*EXERCISE A*: Rewrite the stretch of the records from their beginning through the line containing "x=253 y=198", switching each "Query" to "Label" and leaving everything else unchanged.

*DOCUMENT SECTION*:
===
Said "interior", taking it in a wide sense, from Coromandel to Waihi, was to produce – between the years 1852 – 1952, approximately £40,000,000 worth of gold, or well over £100,000,000 worth might be considered a fitting realization of the golden visions that still filled the minds of the officers and scientific staff with Cook, before he completed the circumnavigation of New Zealand some months later, to show it was not the Great Southern Land he had been detailed to seek. One of the stories about it was of golden beaches. (It is not impossible that voyagers like the Tamils who left a ship’s bell in New Zealand saw the golden beaches of our West Coast in their pristine state as they appeared to our early prospectors, or even similar beaches in California.)

Incidentally, the ironsand discovery by Cook could also be claimed to be the first contact with gold in this region, since those particular ironsands do contain small quantities of gold. During his visit to Mercury Bay there occurred one of those seemingly unimportant incidents which was to have a very direct influence on the discovery and working of gold in that same "hinterland" since it was to determine the time and circumstances of the first official gold discovery in Coromandel in 1852 – the first officially for New Zealand.

Some Maoris of Opitonui, immediately over on the eastern side of the main peninsular range from Coromandel, were felling a tree under Castle Rock on the main divide overlooking both coasts of the peninsular, when the news came from above that a great canoe (Cook’s ship) had been sighted coming into Mercury Bay. In wild excitement they dashed off up Castle Rock to see this marvel, dropping on the way up, a valuable greenstone adze, "The Eye of Greenstone", as valuable to them as our gold. (It was recovered many years later during excavations by the white man.)

The proud Ngati-Whanaunga, of the Tainui canoe stock which had conquered the Hauraki region about a hundred years before, came over from Coromandel to see this wonder, sleeping in a defensive circle in case of attack from the inhabitants of Whitianga pa, who were Arawa-ised tangata whenua, some tracing back to Kupe’s visit to Mercury Bay. One of the great chiefs of Coromandel came over with his little boy, Horeta te Taniwha, whose meeting with Cook is well known and that fact also had far-reaching consequences.
===
*EXERCISE B*: Go on with the account of Cook's visit to Mercury Bay and the Coromandel gold history, picking up after its final sentence.

[Rows from an object-pointing dataset]
===
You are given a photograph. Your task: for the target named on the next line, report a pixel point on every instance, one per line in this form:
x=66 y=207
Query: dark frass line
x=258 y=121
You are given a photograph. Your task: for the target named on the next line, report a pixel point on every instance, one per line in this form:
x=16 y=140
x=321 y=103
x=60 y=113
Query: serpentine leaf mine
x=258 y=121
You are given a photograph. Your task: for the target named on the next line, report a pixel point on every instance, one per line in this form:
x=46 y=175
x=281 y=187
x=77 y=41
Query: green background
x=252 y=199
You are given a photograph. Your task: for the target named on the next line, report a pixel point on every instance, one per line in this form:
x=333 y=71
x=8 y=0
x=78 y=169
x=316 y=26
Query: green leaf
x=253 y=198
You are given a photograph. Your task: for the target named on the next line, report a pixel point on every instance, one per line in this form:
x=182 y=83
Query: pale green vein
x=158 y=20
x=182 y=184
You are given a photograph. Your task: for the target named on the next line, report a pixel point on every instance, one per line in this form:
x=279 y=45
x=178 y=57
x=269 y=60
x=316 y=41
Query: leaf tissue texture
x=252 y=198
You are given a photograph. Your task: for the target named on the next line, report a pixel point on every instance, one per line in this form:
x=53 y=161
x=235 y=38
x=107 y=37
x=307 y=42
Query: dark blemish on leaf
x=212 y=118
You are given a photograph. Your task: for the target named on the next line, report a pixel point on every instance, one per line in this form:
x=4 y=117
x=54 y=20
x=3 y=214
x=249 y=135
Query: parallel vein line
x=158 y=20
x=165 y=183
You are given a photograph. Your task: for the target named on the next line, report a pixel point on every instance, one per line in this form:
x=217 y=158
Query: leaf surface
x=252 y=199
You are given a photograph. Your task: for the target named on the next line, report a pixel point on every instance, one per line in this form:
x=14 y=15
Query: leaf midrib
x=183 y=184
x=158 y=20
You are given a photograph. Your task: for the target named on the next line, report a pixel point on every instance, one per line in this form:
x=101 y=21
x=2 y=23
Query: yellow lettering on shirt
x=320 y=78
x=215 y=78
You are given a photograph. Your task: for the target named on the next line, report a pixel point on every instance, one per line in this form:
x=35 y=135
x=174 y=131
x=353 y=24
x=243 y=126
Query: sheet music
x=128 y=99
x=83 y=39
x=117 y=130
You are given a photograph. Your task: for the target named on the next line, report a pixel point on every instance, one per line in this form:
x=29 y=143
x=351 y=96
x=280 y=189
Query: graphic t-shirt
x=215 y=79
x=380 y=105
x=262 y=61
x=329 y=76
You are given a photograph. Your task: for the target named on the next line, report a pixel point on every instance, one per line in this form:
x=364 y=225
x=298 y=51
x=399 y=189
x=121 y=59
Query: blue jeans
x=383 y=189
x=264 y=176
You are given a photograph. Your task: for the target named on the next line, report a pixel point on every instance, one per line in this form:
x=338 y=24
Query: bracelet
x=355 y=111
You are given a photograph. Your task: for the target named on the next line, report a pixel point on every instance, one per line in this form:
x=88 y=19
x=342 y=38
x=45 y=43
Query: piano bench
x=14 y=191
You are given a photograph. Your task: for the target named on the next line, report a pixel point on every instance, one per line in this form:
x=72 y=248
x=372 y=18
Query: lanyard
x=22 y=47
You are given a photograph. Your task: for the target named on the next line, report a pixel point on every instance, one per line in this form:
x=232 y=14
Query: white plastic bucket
===
*TASK ANSWER A*:
You are given a photograph. Your task: for the target named on the next line, report a pixel point on every instance, one per line in this form:
x=66 y=207
Label: dark frass line
x=258 y=121
You are given a photograph. Your task: for the target named on the next line, report a pixel point on every instance, one per line in this form:
x=16 y=140
x=321 y=103
x=60 y=113
Label: serpentine leaf mine
x=258 y=121
You are given a photograph. Your task: for the target named on the next line, report a pixel point on every instance, one per line in this form:
x=46 y=175
x=281 y=187
x=77 y=41
Label: green background
x=252 y=199
You are given a photograph. Your task: for the target named on the next line, report a pixel point on every instance, one per line in this form:
x=333 y=71
x=8 y=0
x=78 y=169
x=316 y=26
Label: green leaf
x=253 y=198

*TASK ANSWER B*:
Less well-known sidelights on that story are given by his descendant Tukumana. ‘Tourists’ came from as far as the Waikato to see the ship. The Maori who was shot here was a big Waikato. We read that Cook was displeased with Lieut. Gore’s action, fearing the effect of the shooting upon relations with the people. But the effect was good. The big Waikato had made off with something without giving something he had been offering in return, and jeered. When he was shot for his pains, the Coromandel Maoris thought it was tika (correct) because he had stolen. Especially, seeing he was a Waikato. They would no doubt have dealt summarily with the man themselves if he had tried to lay a hand on any of their possessions. Horeta was in the canoe with the Waikato man at the time and was very frightened when there was a thunderclap and he died. On landing, Horeta’s people examined the body with great interest to find out how he had been killed.

Horeta was regaled with salt pork, and ship’s biscuits, which latter he thought was like sweet pumice and his father was given potatoes. Horeta was ever afterwards the friend of the white man and became a very influential chief.

Tukumana said the Coromandel Maoris were the first to grow potatoes. He made it plain that they preserved Cook’s stock, though Cook thought none survived. There would be no evidence of them at Mercury Bay, as the Ngati-Whanaunga went back home to Coromandel. The Ngati-Hei of Mercury Bay appear to have been of pre-kumara culture, living principally by fishing and shell-fish gathering.


The potatoes at Coromandel increased and large plantings were organised to supply the timber ships when they began to come, starting with the FANCY in 1795. She put in at Coromandel harbour which was named Brampton Harbour after the master. The HUNTER in 1799 made arrangements for potatoes to be grown against her return. The first timber trade era there lasted from 1795 to 1801, when a ship was directed further south and picked up the perishable kahi-katea or white pine, instead of Kauri, thus spoiling the trade. Potato growings were "extensive" by 1803.

Two important threads appear to have been introduced during this period. It was through timber that gold was to be discovered at Coromandel in 1852, and the discoverer that same year picked up what could be an extremely interesting link with those original timber ships.

In addition to arranging for the growing of potatoes, the HUNTER in 1799 also dropped off two or three men, doubtlessly to work in with the local Maoris and so get trees cut and hauled to the water. One preferred to stay behind.

It was not until the coming of the COROMANDEL in 1820 that the Hauraki saw further timber activity. Horeta te Taniwha told the crew where to go. Owing to the massacres the previous season by musket-armed Ngapuhi, he and his people merely established a temporary camp while the ship was there with its protection and as soon as it was gone went southwards again, as part of a general withdrawal of the Hauraki people to the head of the Thames Valley. (The man left by the HUNTER would naturally go too).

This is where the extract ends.